### Exercise instructions
1. In the text about Carlisle-Hollenbeck's music work at Scotts Valley High School, what topic did she speak on at the NAMM Foundation's Education Day in 2015?
2. Pick up the text about Carlisle-Hollenbeck's music work at Scotts Valley High School and carry it on from its final sentence.

### Excerpt
--- --- ---

As a music educator and director of the music department at Scotts Valley High School in Scotts Valley, California, Carlisle-Hollenbeck had collaborated with Universal Audio to build a recording studio at the high school. Due to lack of state funding, she applied for a grant from the Grammy Foundation in 2011 to assist in financing a Music Production and Recording Arts class for the recording studio. Scotts Valley High School was awarded the Grammy Foundation Signature Enterprise Award which includes a Grammy Statue, $5,500 grant, and a plaque that reads Designed to Honor High School Music Programs That are Underfunded by the State but Still Have Successful Music Programs Despite the Lack of Funding.

===The NAMM Foundation===
Carlisle-Hollenbeck began reaching out to additional non-profit organizations such as the NAMM Foundation on behalf of Scotts Valley High School for support of the newly developed recording arts program. The NAMM Foundation awarded the Scotts Valley Unified School District one of the Best Communities for Music Education Award in 2013, 2014, 2016 and 2017.

By receiving the NAMM Foundation Award, Carlisle-Hollenbeck's school district was offered the opportunity to participate in a nationwide competition to receive a 2-Day Residency from the John Lennon Educational Tour Bus.

Carlisle-Hollenbeck was a featured speaker for the NAMM Foundation's Education Day in 2015 speaking on the topic, Building a Recording Studio at Your School. In 2016, she was a speaker, discussing the topic of state standards for music production and recording arts.

===John Lennon Educational Tour Bus===
In February 2017, The Scotts Valley Unified School District was one of the three winning school districts chosen from a nationwide competition to receive a 2-day residency with the John Lennon Educational Tour Bus; a mobile recording and production studio.
Carlisle-Hollenbeck's music students recorded an original song, Down By The River and music video over a period of two days on the Lennon Bus: On the second day, the school and district came together to demonstrate their support for music education with a Support Music Community Forum and rally. Led by The NAMM Foundation, the Forum shared the success and challenges in music education and recognized the accomplishments of music education within the district. The day concluded with a community celebration and tours of the Lennon Bus. The school also received music recording equipment.

--- --- ---

### Given entries
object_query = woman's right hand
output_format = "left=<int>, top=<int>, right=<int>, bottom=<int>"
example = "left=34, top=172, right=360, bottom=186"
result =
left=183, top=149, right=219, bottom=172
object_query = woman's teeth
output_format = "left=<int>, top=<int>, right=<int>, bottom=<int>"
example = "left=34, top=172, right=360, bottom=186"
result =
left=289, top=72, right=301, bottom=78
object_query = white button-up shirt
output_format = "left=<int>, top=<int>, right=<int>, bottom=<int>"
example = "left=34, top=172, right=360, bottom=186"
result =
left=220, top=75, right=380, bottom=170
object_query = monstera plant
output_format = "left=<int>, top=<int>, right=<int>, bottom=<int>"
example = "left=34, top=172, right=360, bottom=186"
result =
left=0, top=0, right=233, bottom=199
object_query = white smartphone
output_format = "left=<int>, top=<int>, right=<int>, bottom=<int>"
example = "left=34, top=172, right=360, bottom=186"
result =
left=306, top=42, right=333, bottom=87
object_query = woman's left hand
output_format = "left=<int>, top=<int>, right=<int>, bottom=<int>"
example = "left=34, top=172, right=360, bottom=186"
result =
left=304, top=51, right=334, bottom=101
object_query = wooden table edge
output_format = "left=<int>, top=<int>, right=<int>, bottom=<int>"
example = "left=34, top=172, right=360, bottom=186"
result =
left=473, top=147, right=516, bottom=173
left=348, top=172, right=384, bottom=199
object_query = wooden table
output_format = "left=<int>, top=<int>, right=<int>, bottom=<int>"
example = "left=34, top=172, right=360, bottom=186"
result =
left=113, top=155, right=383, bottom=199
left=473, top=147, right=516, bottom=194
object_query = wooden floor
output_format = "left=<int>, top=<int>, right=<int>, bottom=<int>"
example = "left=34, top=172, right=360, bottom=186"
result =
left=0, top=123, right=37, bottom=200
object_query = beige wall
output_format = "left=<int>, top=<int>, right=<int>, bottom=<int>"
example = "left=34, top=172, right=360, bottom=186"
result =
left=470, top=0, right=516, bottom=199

--- --- ---

### Answers by task
1. Building a Recording Studio at Your School.

2.
===Community fundraising to support music education===
Carlisle-Hollenbeck partnered with Kiwanis to raise funds for music education for the Scotts Valley Unified School District. They raised approximately $20,000 a year for the school's music departments through their concert series at Skypark in Scotts Valley, CA. In total they have raised over $150,000.

===Awards and recognition===
- 2011 - Grammy Foundation Signature Schools Enterprise Award - Grammy Statue, $5,550 Grant - Scotts Valley High School
- 2013, 2014, 2016, 2017 - NAMM Foundation - Best Community for Music Education to Scotts Valley Unified School District
- 2014 - Scotts Valley Chamber of Commerce Educator of the Year Award to Elisabeth Carlisle Hollenbeck
- 2017 - John Lennon Educational Tour Bus Opportunity to Record an original song and music video as well as donating recording equipment and musical instruments to Scotts Valley High School.
- 2017 - Congressional Certificate of Recognition to Elisabeth Carlisle Hollenbeck from Anna Eshoo U.S Representative from California's 18th Congressional District for Outstanding and invaluable service to the community and honoring your service and commitment to your students and music.